## REQUIRED ACTION
From the entries, copy each line that includes "wheel".

## Records excerpted from a collection

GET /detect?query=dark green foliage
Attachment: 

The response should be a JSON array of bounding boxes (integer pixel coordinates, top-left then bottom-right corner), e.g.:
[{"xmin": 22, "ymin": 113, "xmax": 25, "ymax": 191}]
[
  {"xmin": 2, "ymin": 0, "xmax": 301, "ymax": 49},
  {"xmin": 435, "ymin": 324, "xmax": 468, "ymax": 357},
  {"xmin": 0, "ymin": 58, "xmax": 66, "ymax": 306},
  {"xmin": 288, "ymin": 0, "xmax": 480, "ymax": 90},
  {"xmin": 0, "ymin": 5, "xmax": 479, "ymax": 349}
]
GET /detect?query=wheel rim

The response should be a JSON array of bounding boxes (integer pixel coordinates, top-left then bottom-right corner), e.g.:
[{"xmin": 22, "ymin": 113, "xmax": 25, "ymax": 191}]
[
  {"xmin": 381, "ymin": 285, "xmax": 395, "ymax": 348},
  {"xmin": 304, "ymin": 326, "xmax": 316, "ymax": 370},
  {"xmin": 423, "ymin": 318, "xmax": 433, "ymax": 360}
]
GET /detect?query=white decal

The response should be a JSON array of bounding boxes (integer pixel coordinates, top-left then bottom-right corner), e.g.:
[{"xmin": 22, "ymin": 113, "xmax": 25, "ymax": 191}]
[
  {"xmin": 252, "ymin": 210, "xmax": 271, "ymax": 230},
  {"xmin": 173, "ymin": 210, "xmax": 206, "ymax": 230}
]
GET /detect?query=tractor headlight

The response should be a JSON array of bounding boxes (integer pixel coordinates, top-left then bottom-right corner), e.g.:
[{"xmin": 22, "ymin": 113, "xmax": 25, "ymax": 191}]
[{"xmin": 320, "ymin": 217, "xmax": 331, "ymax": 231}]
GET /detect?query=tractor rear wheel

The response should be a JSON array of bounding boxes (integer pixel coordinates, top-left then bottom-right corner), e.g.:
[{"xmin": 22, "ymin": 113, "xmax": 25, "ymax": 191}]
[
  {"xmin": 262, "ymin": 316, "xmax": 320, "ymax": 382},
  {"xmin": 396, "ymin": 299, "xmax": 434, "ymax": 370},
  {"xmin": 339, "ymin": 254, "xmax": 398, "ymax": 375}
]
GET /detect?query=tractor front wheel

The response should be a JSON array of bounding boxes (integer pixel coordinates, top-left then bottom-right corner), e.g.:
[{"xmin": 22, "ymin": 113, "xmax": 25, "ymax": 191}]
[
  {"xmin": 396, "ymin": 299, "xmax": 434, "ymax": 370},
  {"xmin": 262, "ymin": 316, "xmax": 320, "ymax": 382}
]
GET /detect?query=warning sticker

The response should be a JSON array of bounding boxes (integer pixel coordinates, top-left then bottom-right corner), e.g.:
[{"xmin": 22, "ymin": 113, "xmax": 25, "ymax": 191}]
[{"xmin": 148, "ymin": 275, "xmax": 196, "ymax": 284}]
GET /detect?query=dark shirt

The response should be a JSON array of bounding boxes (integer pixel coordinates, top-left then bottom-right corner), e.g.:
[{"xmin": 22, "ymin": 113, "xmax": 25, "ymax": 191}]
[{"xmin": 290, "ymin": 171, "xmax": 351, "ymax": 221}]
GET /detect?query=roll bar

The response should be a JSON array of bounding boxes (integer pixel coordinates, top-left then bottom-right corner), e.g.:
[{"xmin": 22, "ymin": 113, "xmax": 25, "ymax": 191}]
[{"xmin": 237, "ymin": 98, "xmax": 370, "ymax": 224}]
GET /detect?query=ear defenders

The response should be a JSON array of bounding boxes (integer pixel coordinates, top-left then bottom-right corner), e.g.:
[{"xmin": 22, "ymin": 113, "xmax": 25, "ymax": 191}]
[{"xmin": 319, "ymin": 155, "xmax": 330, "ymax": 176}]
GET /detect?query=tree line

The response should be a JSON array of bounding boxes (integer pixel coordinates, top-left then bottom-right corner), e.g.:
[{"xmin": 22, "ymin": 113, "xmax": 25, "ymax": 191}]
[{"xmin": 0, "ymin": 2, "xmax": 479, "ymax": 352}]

## WRITTEN ANSWER
GET /detect?query=wheel rim
GET /detect?query=tractor rear wheel
GET /detect?query=tractor front wheel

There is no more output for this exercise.